Data extract —
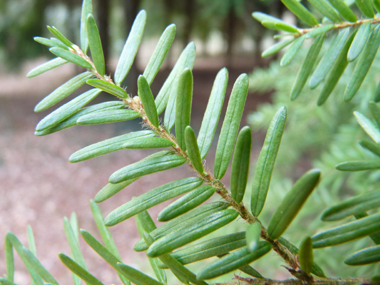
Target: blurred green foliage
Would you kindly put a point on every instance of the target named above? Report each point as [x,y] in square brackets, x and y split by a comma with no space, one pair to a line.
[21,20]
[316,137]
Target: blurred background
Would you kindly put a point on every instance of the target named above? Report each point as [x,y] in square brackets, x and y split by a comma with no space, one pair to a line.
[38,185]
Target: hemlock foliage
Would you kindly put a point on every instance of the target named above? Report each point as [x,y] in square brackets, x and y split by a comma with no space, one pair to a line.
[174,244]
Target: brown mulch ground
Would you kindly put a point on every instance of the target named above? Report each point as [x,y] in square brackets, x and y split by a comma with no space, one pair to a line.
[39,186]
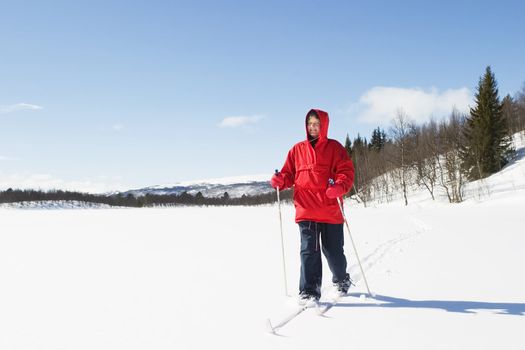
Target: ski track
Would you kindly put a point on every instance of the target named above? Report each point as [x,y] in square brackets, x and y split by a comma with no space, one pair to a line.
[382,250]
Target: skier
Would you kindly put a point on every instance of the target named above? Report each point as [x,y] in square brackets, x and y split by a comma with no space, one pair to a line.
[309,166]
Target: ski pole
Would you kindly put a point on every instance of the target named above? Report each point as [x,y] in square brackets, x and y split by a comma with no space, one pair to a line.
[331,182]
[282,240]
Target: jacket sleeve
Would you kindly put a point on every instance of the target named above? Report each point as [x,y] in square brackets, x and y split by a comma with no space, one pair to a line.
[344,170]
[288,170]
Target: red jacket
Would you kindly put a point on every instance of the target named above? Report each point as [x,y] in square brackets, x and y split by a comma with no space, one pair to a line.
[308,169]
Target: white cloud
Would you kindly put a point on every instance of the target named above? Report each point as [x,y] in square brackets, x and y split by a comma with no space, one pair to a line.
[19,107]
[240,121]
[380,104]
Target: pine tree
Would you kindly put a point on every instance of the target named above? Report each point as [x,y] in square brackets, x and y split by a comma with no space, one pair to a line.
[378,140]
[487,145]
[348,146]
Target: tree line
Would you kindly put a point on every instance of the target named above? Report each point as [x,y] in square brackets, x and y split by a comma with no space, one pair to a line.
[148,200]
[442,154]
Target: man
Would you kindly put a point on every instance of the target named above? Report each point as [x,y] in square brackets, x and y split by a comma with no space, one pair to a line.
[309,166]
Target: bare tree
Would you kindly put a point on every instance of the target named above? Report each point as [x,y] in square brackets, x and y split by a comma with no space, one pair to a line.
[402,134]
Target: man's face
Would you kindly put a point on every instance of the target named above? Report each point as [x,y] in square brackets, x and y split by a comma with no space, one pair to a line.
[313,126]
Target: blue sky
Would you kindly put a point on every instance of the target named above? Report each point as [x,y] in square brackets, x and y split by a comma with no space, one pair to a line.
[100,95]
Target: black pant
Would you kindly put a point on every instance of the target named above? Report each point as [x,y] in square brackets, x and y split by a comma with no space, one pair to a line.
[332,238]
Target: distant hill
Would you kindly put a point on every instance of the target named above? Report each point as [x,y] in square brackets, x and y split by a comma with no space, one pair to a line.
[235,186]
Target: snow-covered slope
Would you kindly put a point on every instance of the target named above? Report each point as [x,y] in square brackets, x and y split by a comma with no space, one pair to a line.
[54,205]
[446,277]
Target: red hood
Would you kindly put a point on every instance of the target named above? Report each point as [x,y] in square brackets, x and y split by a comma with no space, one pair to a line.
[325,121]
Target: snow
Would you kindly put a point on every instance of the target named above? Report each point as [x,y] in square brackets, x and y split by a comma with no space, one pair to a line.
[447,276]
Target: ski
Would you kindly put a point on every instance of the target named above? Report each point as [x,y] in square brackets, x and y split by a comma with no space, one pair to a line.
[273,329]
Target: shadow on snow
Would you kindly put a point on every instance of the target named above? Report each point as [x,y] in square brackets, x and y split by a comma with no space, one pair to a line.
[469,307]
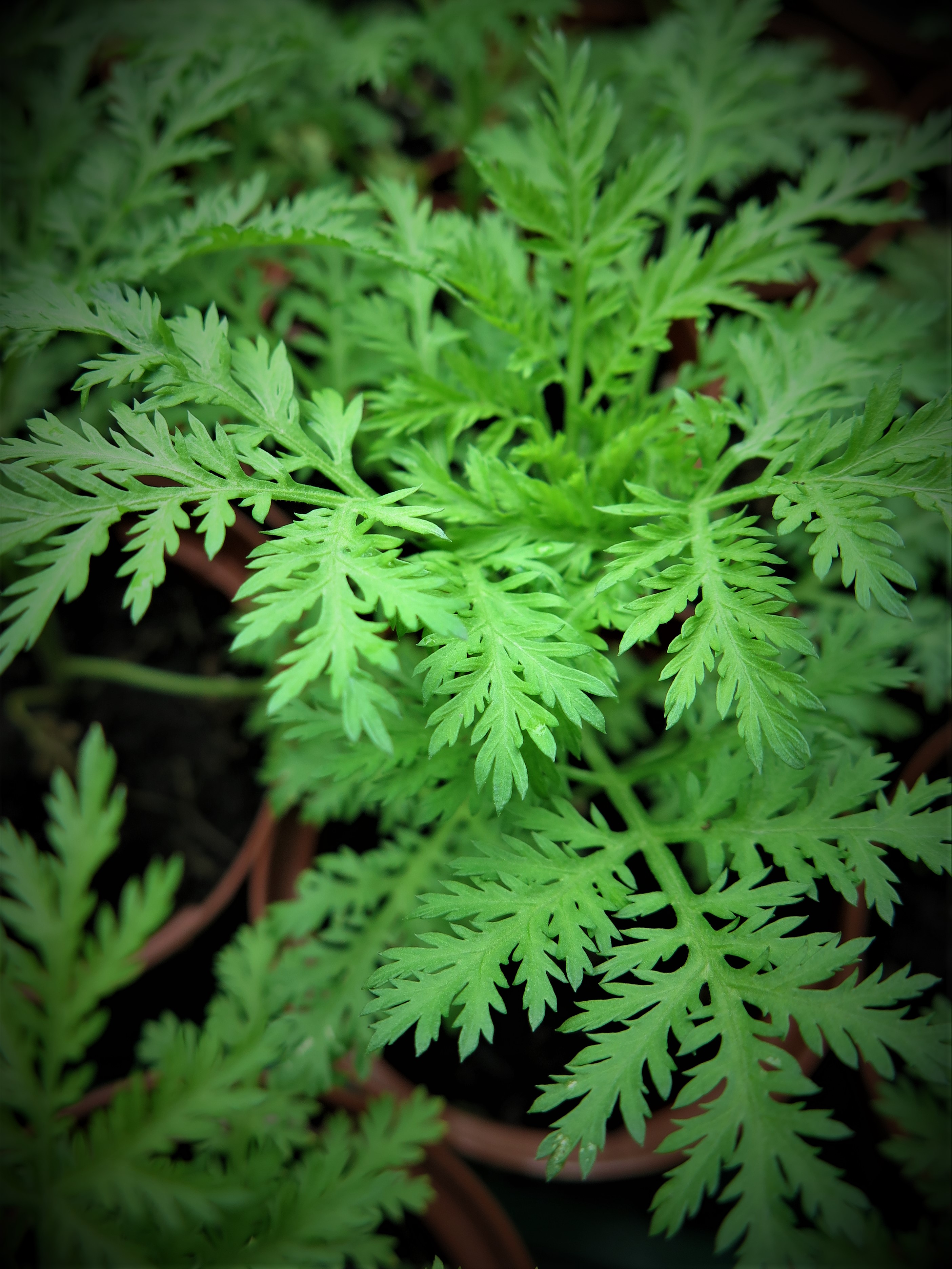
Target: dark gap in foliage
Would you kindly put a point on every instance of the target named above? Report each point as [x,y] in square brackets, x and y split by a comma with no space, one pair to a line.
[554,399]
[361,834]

Work order — The expected result is the complete listing above, printed exactly, with no pictures.

Result of this exercise —
Target: blurred green foliage
Would you kindly put a point on every instance of the target named above? Report each point as [x,y] in square brackets, x and y split by a comma with no space, one pair to a line.
[21,20]
[316,137]
Target: blurred background
Would you kindly put a point on every instance of the target named above? Report each point as [x,y] in square brackets, x and y split by a comma with no space, one pair to a line.
[38,185]
Target: hemlock foliage
Would you kindly put a point on every instance of the target named above? Report each point as [x,y] in square brackets, x and y split by a comma with no space, one pair to a line.
[174,244]
Target: brown mulch ground
Would you kindly put a point on every instance of the target named above? Report each point as [x,y] in square brackets, x and y split by a comma with no space, one pair to a line.
[39,186]
Target: ski track
Would you kindly put a point on every instance of the target named above? Report each point as [x,y] in square brackets, x and y split by a comma with no space, one pair to a line.
[382,250]
Target: skier
Would you kindly put a point on every instance of the target named above? Report each point as [x,y] in square brackets, x and y split by a comma with no space, one pair to a line.
[309,166]
Target: ski pole
Would you kindly put a point on every instance of the target named above? Report each point as [x,y] in square brackets, x and y split by a comma with no space, one pair to a line.
[331,182]
[282,240]
Target: jacket sleeve
Would you kindly put a point on every instance of the target named above? Report each point as [x,y] in square brackets, x and y split by a comma with no space, one pair to a line.
[344,170]
[288,170]
Target: red jacket
Would you kindly put a point on every instance of the target named above? Report each point as [x,y] in square brackets, x and y split by a comma with no space, one pair to a line.
[308,169]
Target: white cloud
Would you kindly put a point on every instance of the target named above? Report each point as [x,y] in square brackets, x and y split by a comma with no space, one pair to a line.
[19,107]
[240,121]
[380,104]
Target: pine tree
Would you kindly put a point on every instance of the target named above? Report each point as [x,y] in square brackets, x and y split by a comma with no space, one pair to a line.
[378,140]
[487,145]
[348,146]
Target: tree line
Would you kindly put a point on every instance of the target named above? Report each point as [x,y] in square brackets, x and y split by a comma with no space, one pair to a line.
[148,200]
[442,154]
Target: man
Would you kindly put a point on every instance of the target named above? Report each point as [x,y] in square brackets, x and y split by a comma with no space, one pair to a line.
[309,166]
Target: bare tree
Would you kindly put a point on every instance of the target named above? Report each point as [x,y] in square brackets, x and y split by a comma with no space, one pair to a line.
[402,134]
Target: man's face
Would you kindly put a point on every instance of the target named above? Report each point as [x,y] in square brackets, x and y split by a comma with no space, one pair to a line.
[313,126]
Target: blue sky
Would you kindly put a point on every instance of the target named above? Report each point as [x,y] in square brackets, x and y split by a comma with no space, one pair to a line.
[100,95]
Target: black pant
Would you kindly put a point on every instance of the target named above? Report each point as [x,y] in square brackets, x and y split by a comma with no space, one pair to a line.
[332,238]
Target: distant hill
Would you kindly put a point on every instance of the target named above? Report each point as [x,y] in square brackets, x and y split by a comma with no space, one pair to a line.
[235,186]
Target: snow-covered slope
Would you kindly put a point on every instance of the target named above? Report each point as [x,y] in square brackets, x and y split by a comma with no space, one pair to a line.
[54,205]
[446,277]
Target: red hood
Would you kindly put a point on every instance of the target named above? Report each point as [x,y] in square brackets, x and y split by a comma with no space, one pair to a line.
[325,121]
Target: snow
Would you kindly put a point on every instance of the target named above? Report each point as [x,y] in square brackets, x and y split by a comma with no space, one pair to a line.
[447,276]
Target: ski
Would you kindly put a point on every instance of the target named above? Report each point as [x,y] in square brackets, x and y split by a comma with no space, one pair to a line.
[273,329]
Target: shadow on snow
Would you kindly put a point on every instance of the target named above? Report each point as [x,y] in square brackets, x and y split by a comma with no space, one pair to a line.
[469,307]
Target: dark gap in foliage
Would you kindly put a point on every instance of the target named above? Report each point as [x,y] in square brackets, x and y split by a comma with no space, one pair to a line.
[554,399]
[361,834]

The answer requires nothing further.